Set task: Copy exactly the lines from the one containing "Scan for front bumper." through the last line of the records, both included, and nothing more.

[Dataset records]
--------------------------------------------------
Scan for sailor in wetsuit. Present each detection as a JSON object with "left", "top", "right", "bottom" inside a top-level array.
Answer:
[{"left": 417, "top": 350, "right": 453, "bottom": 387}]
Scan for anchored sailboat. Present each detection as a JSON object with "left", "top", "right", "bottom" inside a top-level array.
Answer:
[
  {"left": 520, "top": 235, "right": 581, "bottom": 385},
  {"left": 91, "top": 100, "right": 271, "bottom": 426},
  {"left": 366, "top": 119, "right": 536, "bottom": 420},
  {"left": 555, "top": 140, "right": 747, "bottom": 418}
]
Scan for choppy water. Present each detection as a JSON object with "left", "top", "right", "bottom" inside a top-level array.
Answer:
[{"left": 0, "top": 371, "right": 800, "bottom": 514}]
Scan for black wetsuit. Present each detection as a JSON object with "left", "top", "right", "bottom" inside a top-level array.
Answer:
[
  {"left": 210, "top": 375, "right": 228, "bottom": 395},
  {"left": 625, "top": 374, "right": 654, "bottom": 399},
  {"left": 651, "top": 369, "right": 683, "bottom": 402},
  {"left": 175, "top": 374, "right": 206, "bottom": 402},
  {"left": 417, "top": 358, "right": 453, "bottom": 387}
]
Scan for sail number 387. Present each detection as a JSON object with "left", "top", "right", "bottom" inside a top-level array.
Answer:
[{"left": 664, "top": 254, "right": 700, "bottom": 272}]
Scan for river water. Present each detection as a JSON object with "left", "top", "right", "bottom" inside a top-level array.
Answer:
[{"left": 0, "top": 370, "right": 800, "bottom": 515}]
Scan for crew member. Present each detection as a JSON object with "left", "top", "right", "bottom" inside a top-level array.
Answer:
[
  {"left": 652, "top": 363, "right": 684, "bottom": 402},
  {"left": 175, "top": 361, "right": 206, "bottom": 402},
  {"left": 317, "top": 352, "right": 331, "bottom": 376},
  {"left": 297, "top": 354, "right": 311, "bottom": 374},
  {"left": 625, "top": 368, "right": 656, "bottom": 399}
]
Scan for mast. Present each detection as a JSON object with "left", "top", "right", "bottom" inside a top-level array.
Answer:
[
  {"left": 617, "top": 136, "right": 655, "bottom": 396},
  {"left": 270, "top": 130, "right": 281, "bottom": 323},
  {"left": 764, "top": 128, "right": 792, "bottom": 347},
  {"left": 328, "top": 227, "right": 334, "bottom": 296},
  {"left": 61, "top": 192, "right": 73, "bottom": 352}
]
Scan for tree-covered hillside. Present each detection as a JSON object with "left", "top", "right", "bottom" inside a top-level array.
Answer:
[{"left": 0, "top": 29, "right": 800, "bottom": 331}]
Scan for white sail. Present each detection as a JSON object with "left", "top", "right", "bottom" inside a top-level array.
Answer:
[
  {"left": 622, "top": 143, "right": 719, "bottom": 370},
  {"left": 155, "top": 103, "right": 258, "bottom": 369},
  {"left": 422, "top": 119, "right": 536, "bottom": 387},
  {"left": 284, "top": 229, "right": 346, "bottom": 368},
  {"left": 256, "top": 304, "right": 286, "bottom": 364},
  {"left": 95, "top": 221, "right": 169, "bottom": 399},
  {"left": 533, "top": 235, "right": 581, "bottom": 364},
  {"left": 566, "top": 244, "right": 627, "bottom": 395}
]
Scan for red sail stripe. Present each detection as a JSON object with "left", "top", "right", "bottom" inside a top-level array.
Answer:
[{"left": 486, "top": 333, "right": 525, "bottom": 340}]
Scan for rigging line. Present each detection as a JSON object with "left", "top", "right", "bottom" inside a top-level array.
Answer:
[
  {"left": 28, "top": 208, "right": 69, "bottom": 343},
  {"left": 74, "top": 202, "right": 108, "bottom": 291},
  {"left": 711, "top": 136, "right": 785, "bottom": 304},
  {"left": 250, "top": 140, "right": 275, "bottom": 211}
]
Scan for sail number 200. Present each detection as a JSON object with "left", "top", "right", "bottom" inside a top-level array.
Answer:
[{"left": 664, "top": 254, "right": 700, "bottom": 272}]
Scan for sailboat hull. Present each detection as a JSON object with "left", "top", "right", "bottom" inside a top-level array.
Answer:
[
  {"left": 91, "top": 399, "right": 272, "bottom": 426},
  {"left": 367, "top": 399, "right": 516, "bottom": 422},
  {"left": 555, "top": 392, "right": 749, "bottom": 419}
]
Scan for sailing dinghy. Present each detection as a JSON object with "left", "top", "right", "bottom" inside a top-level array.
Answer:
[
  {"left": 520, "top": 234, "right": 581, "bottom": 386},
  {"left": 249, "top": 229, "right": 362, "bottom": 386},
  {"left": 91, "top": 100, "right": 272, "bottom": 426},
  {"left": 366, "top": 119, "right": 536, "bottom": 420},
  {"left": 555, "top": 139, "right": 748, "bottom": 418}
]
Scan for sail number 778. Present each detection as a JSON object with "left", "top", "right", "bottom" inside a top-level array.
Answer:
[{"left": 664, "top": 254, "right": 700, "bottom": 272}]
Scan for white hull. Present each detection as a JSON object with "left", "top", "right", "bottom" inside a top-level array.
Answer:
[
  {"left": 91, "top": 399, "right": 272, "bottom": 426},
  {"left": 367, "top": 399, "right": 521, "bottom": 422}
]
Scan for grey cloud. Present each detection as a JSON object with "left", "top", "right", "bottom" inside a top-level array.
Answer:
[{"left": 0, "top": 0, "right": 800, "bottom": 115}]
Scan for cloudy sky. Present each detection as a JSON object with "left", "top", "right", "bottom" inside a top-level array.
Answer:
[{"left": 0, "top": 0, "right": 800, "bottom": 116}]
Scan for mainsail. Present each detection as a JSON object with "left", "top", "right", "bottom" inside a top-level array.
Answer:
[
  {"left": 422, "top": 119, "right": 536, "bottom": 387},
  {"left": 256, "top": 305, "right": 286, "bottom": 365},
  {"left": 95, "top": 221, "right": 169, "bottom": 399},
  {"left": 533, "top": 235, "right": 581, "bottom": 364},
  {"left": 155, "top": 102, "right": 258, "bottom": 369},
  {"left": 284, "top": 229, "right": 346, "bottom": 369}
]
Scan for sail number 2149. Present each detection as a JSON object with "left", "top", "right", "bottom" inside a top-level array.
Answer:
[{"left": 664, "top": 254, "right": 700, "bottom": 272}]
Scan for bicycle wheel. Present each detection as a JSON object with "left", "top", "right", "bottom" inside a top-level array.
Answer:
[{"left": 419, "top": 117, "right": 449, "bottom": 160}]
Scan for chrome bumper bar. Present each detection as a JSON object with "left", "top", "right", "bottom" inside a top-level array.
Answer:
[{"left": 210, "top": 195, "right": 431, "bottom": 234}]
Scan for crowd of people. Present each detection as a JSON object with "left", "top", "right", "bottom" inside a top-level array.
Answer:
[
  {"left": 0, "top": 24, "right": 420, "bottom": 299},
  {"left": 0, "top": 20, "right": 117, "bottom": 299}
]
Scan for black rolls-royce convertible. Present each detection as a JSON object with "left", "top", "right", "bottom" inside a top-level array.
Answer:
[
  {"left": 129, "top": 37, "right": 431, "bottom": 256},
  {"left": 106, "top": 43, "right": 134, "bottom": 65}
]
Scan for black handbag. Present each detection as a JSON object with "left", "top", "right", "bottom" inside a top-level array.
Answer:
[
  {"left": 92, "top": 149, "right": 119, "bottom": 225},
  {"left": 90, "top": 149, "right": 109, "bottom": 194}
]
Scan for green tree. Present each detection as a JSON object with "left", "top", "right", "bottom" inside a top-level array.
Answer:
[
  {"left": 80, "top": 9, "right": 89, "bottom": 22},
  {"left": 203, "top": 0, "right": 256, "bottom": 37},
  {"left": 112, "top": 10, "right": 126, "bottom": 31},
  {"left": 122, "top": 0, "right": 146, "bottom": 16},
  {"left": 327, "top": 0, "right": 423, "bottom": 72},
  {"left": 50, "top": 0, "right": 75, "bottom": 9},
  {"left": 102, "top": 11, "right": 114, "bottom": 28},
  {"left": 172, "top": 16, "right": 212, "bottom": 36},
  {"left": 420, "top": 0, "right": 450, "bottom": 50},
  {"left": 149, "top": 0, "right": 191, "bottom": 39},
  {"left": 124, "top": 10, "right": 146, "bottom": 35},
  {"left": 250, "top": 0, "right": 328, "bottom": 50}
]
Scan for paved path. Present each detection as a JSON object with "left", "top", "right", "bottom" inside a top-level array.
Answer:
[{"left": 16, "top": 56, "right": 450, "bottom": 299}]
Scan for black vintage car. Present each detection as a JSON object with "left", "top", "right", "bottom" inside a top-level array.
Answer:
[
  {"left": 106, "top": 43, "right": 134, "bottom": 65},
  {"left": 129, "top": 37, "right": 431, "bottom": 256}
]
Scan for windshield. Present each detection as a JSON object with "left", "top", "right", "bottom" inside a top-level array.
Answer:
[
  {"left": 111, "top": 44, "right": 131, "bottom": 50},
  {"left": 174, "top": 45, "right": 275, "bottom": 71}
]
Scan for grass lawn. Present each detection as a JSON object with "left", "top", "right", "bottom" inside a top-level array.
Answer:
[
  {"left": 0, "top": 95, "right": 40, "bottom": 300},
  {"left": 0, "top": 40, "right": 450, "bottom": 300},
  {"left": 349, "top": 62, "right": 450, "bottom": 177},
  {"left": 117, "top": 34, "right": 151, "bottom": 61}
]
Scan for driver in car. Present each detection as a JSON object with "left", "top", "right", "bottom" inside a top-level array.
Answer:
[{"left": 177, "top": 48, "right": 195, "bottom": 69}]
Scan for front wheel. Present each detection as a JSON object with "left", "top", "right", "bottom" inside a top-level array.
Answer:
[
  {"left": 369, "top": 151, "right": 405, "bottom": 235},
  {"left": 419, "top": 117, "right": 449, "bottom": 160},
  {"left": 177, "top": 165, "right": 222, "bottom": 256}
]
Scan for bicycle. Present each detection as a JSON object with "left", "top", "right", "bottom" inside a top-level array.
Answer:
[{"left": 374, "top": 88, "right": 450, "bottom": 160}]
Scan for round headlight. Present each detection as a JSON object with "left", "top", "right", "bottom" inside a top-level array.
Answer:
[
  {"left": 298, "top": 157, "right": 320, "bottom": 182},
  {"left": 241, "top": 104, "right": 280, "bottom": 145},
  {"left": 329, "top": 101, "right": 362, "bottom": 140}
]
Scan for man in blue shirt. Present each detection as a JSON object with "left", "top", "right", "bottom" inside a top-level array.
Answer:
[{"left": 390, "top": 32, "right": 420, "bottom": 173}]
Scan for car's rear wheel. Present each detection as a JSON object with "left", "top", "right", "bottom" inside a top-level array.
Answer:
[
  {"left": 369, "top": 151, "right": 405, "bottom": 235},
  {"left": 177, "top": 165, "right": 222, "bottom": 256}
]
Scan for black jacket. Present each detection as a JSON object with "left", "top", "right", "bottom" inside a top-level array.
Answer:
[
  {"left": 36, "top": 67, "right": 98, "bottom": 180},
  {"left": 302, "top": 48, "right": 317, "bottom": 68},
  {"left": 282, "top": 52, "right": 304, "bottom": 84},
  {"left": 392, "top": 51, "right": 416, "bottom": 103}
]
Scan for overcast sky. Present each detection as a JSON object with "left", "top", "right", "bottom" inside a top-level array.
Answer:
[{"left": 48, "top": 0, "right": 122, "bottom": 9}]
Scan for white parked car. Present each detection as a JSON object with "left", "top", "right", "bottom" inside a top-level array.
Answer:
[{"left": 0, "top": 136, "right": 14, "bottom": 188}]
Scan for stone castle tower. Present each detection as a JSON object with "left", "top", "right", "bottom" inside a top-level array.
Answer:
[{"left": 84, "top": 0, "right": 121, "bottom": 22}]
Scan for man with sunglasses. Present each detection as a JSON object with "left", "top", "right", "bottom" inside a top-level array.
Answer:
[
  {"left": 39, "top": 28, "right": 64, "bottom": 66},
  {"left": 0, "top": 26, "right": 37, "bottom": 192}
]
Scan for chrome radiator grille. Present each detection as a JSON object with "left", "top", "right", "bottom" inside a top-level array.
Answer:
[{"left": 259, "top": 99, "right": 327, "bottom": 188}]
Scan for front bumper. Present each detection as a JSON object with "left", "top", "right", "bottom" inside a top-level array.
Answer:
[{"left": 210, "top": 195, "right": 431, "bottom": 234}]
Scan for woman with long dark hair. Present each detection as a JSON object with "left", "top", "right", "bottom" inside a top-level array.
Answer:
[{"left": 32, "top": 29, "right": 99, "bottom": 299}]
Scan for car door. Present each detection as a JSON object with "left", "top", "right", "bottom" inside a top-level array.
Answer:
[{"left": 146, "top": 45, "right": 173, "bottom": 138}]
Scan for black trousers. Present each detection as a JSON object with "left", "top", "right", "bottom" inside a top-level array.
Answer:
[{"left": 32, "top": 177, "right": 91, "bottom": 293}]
--------------------------------------------------
Exercise output:
Scan for front bumper. Present each detection as a JSON object with "left", "top", "right", "bottom" inside a top-level array.
Answer:
[{"left": 210, "top": 195, "right": 431, "bottom": 234}]
Scan for woman with long dark hair. Present each detection as a JSON object with "left", "top", "right", "bottom" inside a top-level array.
Answer:
[{"left": 32, "top": 29, "right": 99, "bottom": 299}]
Scan for car door. Present each detection as a JSON object with "left", "top", "right", "bottom" inside a top-level array.
Answer:
[{"left": 146, "top": 45, "right": 173, "bottom": 138}]
Scan for black trousers. Present each detection as a JSON object with "left", "top", "right", "bottom" inside a top-level array.
Answer:
[{"left": 32, "top": 177, "right": 91, "bottom": 293}]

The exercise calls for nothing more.